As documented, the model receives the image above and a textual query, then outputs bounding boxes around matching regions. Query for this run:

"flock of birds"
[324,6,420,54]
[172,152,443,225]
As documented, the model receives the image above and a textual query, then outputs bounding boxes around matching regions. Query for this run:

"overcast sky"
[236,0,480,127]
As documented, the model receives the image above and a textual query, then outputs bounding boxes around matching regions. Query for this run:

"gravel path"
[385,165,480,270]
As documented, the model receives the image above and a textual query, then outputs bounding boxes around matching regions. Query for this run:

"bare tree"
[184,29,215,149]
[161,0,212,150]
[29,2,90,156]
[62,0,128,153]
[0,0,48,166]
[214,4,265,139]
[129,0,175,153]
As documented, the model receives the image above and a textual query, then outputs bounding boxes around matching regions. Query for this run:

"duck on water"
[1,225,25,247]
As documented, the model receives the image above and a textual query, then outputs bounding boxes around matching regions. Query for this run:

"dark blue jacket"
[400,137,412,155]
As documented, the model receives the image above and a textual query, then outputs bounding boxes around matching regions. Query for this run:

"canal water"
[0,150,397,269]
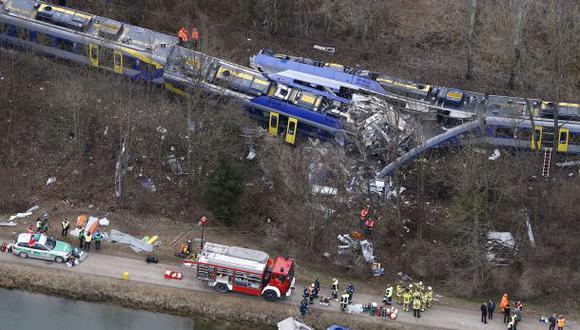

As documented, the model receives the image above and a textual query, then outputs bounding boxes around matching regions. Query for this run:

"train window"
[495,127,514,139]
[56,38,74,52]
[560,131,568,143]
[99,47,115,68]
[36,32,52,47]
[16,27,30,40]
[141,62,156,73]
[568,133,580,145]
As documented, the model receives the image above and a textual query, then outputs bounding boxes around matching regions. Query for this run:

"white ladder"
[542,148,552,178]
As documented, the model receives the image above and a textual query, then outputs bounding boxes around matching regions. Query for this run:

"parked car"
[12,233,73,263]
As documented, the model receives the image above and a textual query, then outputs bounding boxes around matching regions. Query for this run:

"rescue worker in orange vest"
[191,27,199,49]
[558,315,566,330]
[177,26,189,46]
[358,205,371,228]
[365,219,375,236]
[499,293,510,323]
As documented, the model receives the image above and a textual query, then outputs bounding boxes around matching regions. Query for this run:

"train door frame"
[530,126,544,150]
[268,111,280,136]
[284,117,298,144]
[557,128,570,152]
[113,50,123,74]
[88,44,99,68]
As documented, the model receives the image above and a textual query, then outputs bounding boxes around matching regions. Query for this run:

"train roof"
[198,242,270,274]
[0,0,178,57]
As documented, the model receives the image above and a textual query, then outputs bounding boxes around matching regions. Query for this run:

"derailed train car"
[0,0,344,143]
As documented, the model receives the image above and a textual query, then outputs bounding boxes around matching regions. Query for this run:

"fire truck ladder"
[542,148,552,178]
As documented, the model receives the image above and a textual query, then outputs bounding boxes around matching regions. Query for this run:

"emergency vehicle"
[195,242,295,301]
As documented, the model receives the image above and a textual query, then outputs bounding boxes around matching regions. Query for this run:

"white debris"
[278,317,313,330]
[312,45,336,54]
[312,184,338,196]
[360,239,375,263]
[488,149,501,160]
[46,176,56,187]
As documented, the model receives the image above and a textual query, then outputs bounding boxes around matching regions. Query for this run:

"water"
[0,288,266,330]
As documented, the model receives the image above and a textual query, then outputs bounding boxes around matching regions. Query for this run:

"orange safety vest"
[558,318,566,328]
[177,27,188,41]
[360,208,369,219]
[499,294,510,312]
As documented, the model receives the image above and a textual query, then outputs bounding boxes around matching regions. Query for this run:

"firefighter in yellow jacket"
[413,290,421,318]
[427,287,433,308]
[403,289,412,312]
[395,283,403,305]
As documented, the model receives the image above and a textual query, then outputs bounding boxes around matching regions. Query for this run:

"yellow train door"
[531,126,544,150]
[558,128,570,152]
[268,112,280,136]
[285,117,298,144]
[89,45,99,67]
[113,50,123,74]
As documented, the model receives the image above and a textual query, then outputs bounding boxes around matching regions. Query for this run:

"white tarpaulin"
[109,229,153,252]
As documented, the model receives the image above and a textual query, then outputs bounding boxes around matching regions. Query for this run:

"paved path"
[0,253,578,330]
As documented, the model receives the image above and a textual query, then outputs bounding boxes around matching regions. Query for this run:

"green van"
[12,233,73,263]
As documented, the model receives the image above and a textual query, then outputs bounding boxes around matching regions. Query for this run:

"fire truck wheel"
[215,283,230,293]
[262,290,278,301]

To do → Copy out the lines word for word, starting at the first line and ending at the line that contains "[236,0,480,127]".

Response to the task →
As documented, the model receives the image above and a textual query, then outputs bounding boxes around matching regions. Query for this run:

"flock of birds"
[324,6,420,54]
[172,152,443,225]
As documented, the model receives the image above and a textual query, then outputs bounding boxes around matching regions. Query for this run:

"overcast sky"
[236,0,480,127]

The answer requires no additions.